The input
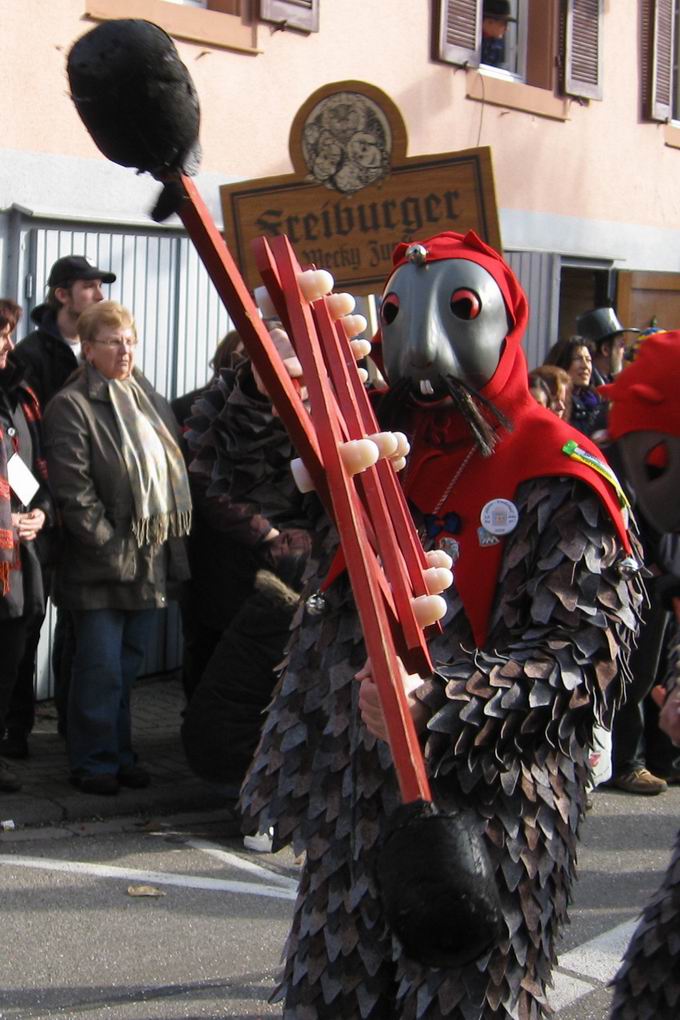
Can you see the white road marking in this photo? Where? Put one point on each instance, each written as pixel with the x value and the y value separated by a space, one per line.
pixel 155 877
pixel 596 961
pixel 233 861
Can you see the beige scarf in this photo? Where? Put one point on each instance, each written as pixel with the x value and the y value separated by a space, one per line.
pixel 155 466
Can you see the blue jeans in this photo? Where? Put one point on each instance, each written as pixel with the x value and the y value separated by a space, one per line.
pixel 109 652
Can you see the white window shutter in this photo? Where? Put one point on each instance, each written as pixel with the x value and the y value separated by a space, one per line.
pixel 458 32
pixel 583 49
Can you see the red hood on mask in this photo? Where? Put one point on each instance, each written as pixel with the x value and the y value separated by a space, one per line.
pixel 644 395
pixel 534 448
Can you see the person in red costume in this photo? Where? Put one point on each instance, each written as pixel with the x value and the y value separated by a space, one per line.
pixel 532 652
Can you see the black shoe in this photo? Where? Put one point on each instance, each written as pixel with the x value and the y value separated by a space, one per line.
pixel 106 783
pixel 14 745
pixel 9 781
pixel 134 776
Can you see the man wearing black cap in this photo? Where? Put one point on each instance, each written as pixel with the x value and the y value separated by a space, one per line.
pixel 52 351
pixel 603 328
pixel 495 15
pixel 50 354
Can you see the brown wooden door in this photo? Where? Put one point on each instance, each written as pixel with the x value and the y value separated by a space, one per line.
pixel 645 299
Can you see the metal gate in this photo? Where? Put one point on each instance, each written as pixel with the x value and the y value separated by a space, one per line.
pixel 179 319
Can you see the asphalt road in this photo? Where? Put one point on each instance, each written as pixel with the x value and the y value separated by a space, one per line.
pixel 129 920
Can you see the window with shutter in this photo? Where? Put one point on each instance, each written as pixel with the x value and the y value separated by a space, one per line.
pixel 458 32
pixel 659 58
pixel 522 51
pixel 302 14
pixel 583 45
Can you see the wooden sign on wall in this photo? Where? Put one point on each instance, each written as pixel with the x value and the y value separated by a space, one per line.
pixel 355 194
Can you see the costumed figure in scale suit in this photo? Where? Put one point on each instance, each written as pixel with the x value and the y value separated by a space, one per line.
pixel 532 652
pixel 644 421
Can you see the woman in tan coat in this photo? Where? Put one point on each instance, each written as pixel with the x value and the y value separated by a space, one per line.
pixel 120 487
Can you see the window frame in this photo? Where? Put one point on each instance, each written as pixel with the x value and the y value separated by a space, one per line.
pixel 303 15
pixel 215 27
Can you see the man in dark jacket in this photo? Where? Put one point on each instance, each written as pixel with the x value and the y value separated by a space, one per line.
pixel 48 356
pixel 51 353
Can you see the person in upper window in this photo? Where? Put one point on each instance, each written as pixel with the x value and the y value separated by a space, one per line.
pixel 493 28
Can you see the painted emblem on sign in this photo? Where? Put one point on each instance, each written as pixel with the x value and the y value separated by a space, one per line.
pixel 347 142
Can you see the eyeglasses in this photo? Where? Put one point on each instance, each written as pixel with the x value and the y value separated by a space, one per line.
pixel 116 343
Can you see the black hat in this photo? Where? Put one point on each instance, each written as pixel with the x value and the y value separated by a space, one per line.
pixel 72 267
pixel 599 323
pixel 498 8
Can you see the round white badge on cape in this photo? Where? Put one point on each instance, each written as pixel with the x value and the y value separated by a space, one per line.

Exercise goal
Rewrite the listing from the line containing "Can you see the man in" through the end of the listing, substituting "spectacles" for "eyeglasses" and leaving everything else unchanged.

Completed exercise
Can you see the man in dark jacket in this photo? Where? Put one point on each instance, each written as pixel with the x value and the y value separated by a space, one per line.
pixel 48 356
pixel 51 353
Can you see the person in upper window in this photo? Where? Put one point on each instance, each written as pixel with the x value and the y value separated by a space, one per line.
pixel 493 28
Can you see the painted emblem on sign in this photo? Where? Put one point on each instance, each written as pixel with the x value and the y value separated by a space, one per line.
pixel 347 142
Can you see the spectacles in this photo? Where? Put one point on each instance, each written as pixel with the x value and the y value separated by a space, one per line.
pixel 116 343
Can you see the black hat in this photo? Where? Put one point on each instance, each written as pixel with the x value and the y value separated by a space, one per line.
pixel 72 267
pixel 599 323
pixel 498 8
Can you see the round white badge on cape in this photo? Where? Put one point on each instance, each written as pixel with the x value and the y value separated by a space, one per line.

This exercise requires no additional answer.